--- start DATA FOR THE TASK ---

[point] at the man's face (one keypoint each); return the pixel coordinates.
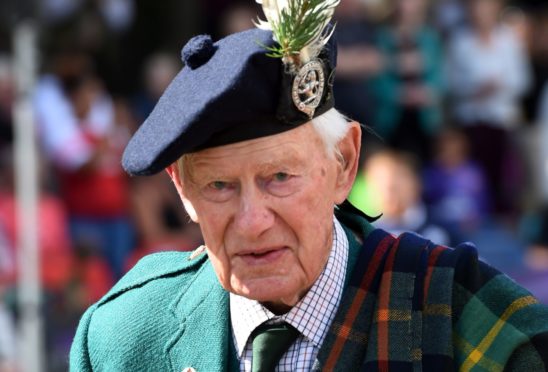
(265, 208)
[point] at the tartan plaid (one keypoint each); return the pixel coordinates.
(411, 305)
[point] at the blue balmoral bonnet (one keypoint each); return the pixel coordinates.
(229, 91)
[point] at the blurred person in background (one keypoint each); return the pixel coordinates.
(7, 95)
(7, 321)
(358, 60)
(536, 225)
(408, 91)
(454, 186)
(488, 74)
(449, 16)
(77, 126)
(394, 181)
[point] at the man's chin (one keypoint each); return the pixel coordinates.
(271, 291)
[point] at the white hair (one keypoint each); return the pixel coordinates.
(331, 126)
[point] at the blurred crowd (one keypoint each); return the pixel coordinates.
(452, 95)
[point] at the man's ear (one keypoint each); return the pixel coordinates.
(174, 174)
(349, 148)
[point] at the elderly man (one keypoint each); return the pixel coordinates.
(291, 276)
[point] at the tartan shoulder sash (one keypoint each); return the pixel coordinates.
(381, 319)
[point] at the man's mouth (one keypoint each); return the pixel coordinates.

--- end DATA FOR THE TASK ---

[YOUR OBJECTIVE]:
Copy the material shown above in full and exactly. Skip the pictures.

[SOLUTION TO THE EXERCISE]:
[point] at the man's face (one keypoint each); return the pixel coordinates.
(265, 208)
[point] at the tartan plaid (one keypoint each); return the pixel coordinates.
(411, 305)
[point] at the blue balmoral bonnet (one keypoint each); return the pixel coordinates.
(229, 91)
[point] at the blurred person in background (one keypoint each); return the pixel coordinates.
(7, 95)
(7, 321)
(358, 60)
(536, 225)
(408, 91)
(454, 186)
(488, 74)
(449, 16)
(77, 126)
(394, 181)
[point] at the man's chin (one keypoint each); return the pixel coordinates.
(271, 291)
[point] at the white hair (one keypoint each); return the pixel coordinates.
(331, 126)
[point] at the blurred crowd (one keypoint each); return the pixel coordinates.
(452, 95)
[point] at the man's ear (one keypoint each); return the pixel coordinates.
(174, 174)
(349, 148)
[point] at the elderly man (one keypoint each); return the pixel coordinates.
(291, 276)
[point] at the tartan shoulder sash (one keypoint each); return the pixel coordinates.
(381, 319)
[point] at the man's mouth (one keypoint each); return the pixel coordinates.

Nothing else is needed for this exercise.